Objective:
Recast every line of the listing below as a JSON array of strings, one string per line, with blank lines omitted.

Stored data:
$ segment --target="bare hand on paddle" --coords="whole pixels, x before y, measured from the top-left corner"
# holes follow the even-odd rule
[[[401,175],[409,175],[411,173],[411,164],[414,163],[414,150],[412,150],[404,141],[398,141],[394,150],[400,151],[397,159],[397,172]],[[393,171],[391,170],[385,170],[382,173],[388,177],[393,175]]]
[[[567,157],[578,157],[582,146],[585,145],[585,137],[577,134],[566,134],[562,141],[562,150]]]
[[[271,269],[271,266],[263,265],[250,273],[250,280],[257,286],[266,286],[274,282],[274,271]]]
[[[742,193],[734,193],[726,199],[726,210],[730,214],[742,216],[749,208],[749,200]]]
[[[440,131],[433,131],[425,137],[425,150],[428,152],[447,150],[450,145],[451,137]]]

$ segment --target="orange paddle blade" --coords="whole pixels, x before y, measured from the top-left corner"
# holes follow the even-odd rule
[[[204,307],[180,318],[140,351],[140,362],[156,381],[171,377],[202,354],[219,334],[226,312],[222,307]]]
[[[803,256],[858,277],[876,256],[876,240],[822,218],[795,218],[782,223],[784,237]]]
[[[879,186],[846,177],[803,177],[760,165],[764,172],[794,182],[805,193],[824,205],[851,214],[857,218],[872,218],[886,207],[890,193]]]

Answer in full:
[
  "$ segment --target=\"bare hand on paddle\" --coords=\"whole pixels, x before y, measured from the top-left corner\"",
  "# holes follow the even-odd rule",
  "[[[401,175],[409,175],[411,173],[411,164],[414,163],[414,150],[412,150],[404,141],[398,141],[394,150],[400,151],[397,159],[397,172]],[[393,171],[391,170],[385,170],[382,173],[388,177],[393,175]]]",
  "[[[567,157],[578,157],[582,146],[585,145],[585,137],[577,134],[566,134],[562,141],[562,150]]]",
  "[[[271,269],[271,266],[263,265],[250,273],[250,280],[257,286],[266,286],[274,282],[274,271]]]",
  "[[[742,193],[734,193],[726,199],[726,210],[730,214],[742,216],[749,208],[749,200]]]",
  "[[[440,131],[433,131],[425,137],[425,150],[428,152],[447,150],[450,145],[451,137]]]",
  "$ segment --target=\"orange paddle blade\" --coords=\"whole pixels, x before y, measured from the top-left corner\"",
  "# holes follow the even-odd rule",
  "[[[204,307],[180,318],[140,351],[140,362],[156,381],[171,377],[202,354],[219,334],[226,312],[222,307]]]",
  "[[[803,256],[858,277],[876,256],[876,240],[822,218],[795,218],[782,223],[784,237]]]",
  "[[[879,186],[846,177],[803,177],[760,165],[764,172],[794,182],[805,193],[824,205],[851,214],[857,218],[872,218],[886,207],[890,193]]]"
]